Can you reproduce every record below with "captured frame" swapped for "live camera view" and nothing else altered, omitting the pictures?

• • • • • • •

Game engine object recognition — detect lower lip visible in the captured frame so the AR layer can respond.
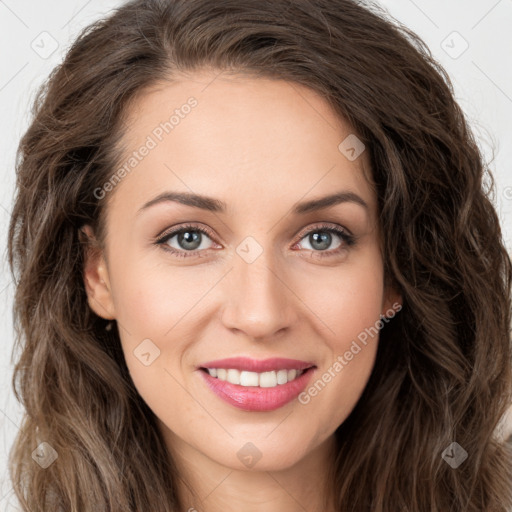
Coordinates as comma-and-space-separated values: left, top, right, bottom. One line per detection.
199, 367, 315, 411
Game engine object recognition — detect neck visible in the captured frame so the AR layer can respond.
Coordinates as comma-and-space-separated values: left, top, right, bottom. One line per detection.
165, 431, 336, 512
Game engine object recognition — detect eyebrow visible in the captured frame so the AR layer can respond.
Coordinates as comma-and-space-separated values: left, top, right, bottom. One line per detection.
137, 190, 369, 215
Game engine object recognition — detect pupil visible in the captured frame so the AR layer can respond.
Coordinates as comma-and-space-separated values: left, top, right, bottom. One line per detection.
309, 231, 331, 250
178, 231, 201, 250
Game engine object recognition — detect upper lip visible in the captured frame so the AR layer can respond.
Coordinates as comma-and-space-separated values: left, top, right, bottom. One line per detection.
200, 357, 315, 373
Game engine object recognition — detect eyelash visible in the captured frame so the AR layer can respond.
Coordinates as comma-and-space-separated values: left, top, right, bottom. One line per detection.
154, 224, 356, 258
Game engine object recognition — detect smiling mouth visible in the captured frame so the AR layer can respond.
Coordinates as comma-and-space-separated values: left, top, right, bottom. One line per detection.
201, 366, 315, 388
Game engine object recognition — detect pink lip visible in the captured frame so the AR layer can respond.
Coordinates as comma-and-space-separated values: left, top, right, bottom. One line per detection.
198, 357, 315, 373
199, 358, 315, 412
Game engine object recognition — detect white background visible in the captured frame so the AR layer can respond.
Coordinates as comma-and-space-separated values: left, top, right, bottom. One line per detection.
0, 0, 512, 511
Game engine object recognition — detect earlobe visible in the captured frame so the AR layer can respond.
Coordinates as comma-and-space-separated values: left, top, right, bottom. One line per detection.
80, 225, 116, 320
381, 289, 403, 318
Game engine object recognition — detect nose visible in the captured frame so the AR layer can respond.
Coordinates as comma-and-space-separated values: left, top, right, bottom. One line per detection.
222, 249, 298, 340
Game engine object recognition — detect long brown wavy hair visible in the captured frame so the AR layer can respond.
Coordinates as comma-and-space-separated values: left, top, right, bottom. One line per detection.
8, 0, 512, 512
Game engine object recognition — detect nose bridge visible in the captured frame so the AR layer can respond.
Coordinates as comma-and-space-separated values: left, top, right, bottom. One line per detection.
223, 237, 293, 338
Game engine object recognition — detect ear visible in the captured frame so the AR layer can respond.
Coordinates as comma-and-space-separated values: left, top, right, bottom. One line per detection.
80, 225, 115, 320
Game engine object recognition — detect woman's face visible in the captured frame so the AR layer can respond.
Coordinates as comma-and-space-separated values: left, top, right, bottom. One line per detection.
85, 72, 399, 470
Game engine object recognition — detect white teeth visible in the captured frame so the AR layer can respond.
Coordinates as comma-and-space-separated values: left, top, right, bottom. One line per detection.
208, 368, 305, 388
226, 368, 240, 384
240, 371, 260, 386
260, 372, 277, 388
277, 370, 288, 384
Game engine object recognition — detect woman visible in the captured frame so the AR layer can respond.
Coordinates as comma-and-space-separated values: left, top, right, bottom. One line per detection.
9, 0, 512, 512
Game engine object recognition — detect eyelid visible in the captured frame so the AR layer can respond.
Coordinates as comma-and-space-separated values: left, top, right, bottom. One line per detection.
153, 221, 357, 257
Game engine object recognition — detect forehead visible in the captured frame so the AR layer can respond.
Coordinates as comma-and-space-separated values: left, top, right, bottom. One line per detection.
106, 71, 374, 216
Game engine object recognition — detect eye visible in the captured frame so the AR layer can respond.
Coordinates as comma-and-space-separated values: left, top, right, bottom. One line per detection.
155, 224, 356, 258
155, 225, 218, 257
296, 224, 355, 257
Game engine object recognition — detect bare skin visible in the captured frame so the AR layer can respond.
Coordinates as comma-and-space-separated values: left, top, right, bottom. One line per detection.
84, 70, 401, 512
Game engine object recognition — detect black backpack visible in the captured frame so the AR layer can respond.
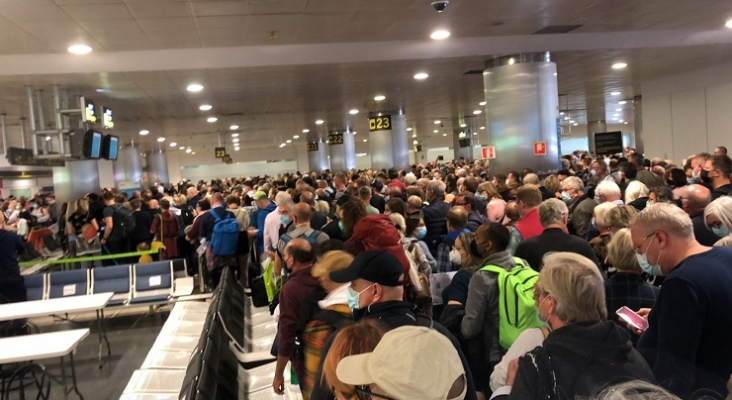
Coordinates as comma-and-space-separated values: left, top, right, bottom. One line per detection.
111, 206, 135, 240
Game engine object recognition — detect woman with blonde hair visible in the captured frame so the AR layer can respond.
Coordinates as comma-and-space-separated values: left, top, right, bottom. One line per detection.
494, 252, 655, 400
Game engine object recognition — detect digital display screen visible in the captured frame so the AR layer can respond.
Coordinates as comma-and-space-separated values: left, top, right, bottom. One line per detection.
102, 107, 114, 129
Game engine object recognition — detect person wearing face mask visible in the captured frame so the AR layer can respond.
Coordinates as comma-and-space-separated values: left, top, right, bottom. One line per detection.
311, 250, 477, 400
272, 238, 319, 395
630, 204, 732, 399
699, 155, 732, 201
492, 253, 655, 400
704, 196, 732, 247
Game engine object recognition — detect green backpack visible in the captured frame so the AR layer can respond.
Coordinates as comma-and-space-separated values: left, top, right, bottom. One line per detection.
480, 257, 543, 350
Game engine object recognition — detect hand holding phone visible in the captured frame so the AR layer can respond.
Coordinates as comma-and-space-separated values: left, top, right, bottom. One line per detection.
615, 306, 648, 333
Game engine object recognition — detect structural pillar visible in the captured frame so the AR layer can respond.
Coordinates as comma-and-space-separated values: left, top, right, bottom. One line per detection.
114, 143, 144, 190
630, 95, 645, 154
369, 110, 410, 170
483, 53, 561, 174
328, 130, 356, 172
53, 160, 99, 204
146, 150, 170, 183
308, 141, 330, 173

• • • • • • •

Answer to the exercise =>
Game engine object recognition — detect lower lip visible in the live camera view so the AR layer can respond.
Coordinates as comma-and-space-separated values: left, top, right, bottom. One line per detection.
199, 367, 315, 411
Game engine object recognition — detect neck visible in the live camera view so the AR layer can respond.
Coordinates as comma-and-space-separated values: left, top, right, bottom. One line per detection.
165, 431, 336, 512
Game engine object recognition — detect eyebrow visible in the live camera view so the AR layer can respond.
Coordinates as comma-and-space-separated values: left, top, right, bottom. One line per detection.
137, 190, 369, 215
Game engine object recognition — detect pupil visible in the live camera view so the AR layer can respond.
Coordinates as comma-and-space-separated values: left, top, right, bottom. One line per detection.
309, 231, 331, 250
178, 231, 201, 250
Game engine object recognition — detect upper lip visible in the live camera view so the AR layer can respond.
Coordinates as comma-and-space-separated values: left, top, right, bottom. One line per detection.
200, 357, 315, 373
Game engine object recognition — detect eyelash visible in the live camera view so the AR layer can respond.
Coordinates as comma-and-space-separated values: left, top, right, bottom. One line per detection.
154, 224, 356, 258
Game engine object recognition — detect smiling mouth visible in the live camera view so the AR layer can respond.
Coordinates as comma-and-space-separated values: left, top, right, bottom. One line per detection.
201, 366, 315, 388
Game engine object recognition — detect pink lip visible in the live camera view so the AR layer can respond.
Coordinates as comma-and-space-separated values: left, top, right, bottom. One line per detection.
198, 357, 315, 373
199, 358, 315, 412
Game engine object recognition — detect white background visible in the live camera view so the AR layer can respond.
Coordinates as comma-and-space-separated values: left, top, right, bottom. One line per detection.
0, 0, 512, 511
Game engine object recognition — detect earlobe visible in the live camera view so the AR layer can respond.
Coordinates as comma-and-space-separated values: left, top, right, bottom. One line per detection.
80, 225, 116, 320
381, 289, 403, 318
Game engine object recognition — detect nose visible in the live camera view so the AR layer can respond.
Coordinates as comma-and-space-separated values: left, top, right, bottom. One line per detection.
222, 249, 298, 340
Game engine object recognition — detect long brown wavy hair visible in the live camera view so the AR layer can respond.
Coordinates as comma-and-space-separated values: left, top, right, bottom. One line per detection.
8, 0, 512, 512
Game engine object recognition — detect nose bridge visible in the live camera view so the AR layer can respond.
Coordinates as comma-and-space-separated values: left, top, right, bottom. One line per detection.
223, 237, 293, 338
Game engine object recognition — detect ear visible in the live camera view so the AR layer can respond.
Coordinates as comma-and-space-separated values: left, top, right, bottom. One line per detection.
80, 225, 115, 320
Game engine object recognition — detect woman's face visible in the live camera view so the AR layer can respond.
Coordinates as comma-and-space-separated values: left, top, right, bottom. One line per detection.
85, 72, 399, 470
Game engine object recognition — detect white teeth visible in the live camera view so the AR layer can respond.
Coordinates as comma-and-space-separated values: left, top, right, bottom. One line per detection.
208, 368, 305, 388
226, 368, 240, 384
240, 371, 260, 386
260, 372, 277, 388
277, 370, 288, 384
Game engine object recognition — detect woman visible in the live camera view so the AR layer can respond.
Coordinates as comma-and-space-separated values: left, top, right, bottom. One line per detection.
9, 0, 512, 512
Game engine object recognition — detect eyelid visible in the live camera view so the AR layer can respond.
Coordinates as comma-and-space-separated values: left, top, right, bottom. One line per detection.
153, 221, 357, 257
Game engine object recognition — detect forehead visible in the live camera view so the AR layer can respond.
Coordinates as comma-and-space-separated values: left, top, right, bottom. One line per detection.
106, 71, 374, 216
Game engine object recognition — detect eye visible in the live camera view so the AR layer can respond.
Coordinates as comma-and-space-separated values: left, top, right, bottom. One line per detection.
155, 224, 356, 258
155, 225, 218, 257
296, 224, 355, 257
Game engine object recognition — detect bare skin visible in the live camera view so the AR layer can respond.
Coordinates as comma-and-space-separated values: left, top, right, bottom. One line per detection.
84, 70, 401, 512
Game engine object recognition — detect black backpack visible in the live camera view so the AR layer can respond.
Coordinates as comma-and-space-separated values: left, top, right, bottom. One line per detection.
111, 206, 135, 240
Game engine object recognition — detect woman with blonde hair visible in the live camera view so the AR layer can respond.
Coordinates as comma-and-space-separated values: left, top, right, bottom. One line per detection.
494, 252, 655, 400
Game engine object recognition — detect digital display screen visible in the live camera view so the AR layer can respond.
Coordinates as comma-and-space-separated values: left, top, right, bottom. One line per detection.
102, 107, 114, 129
Game engine object recognition — detect person wearing face mask visible in the live camera view so the AR layer can respond.
Coordinates as comma-and-space-separated values: left, top, right, bottom. One line per detection.
311, 250, 477, 400
272, 238, 319, 395
630, 204, 732, 399
699, 155, 732, 201
492, 253, 655, 400
704, 196, 732, 247
Game engine object recognition — detect green backpack visible in the live camera view so the AR layer can respond.
Coordinates as comma-and-space-separated values: left, top, right, bottom. One line per detection.
480, 257, 543, 350
Game engine object recognition — detect hand holding phone visible in the live camera view so the AR layer can respond.
Coordinates as comma-and-space-separated values: left, top, right, bottom. One line per detection.
615, 306, 648, 333
Game engine object recognition — detect structural pillar visible in the live camera view so the AR layer can respond.
Coordinates as comma-and-space-separated values: left, top, right, bottom. One line per detection.
114, 143, 144, 190
630, 95, 645, 154
369, 110, 410, 170
483, 53, 561, 174
328, 130, 356, 172
53, 160, 99, 204
146, 150, 170, 183
308, 141, 330, 173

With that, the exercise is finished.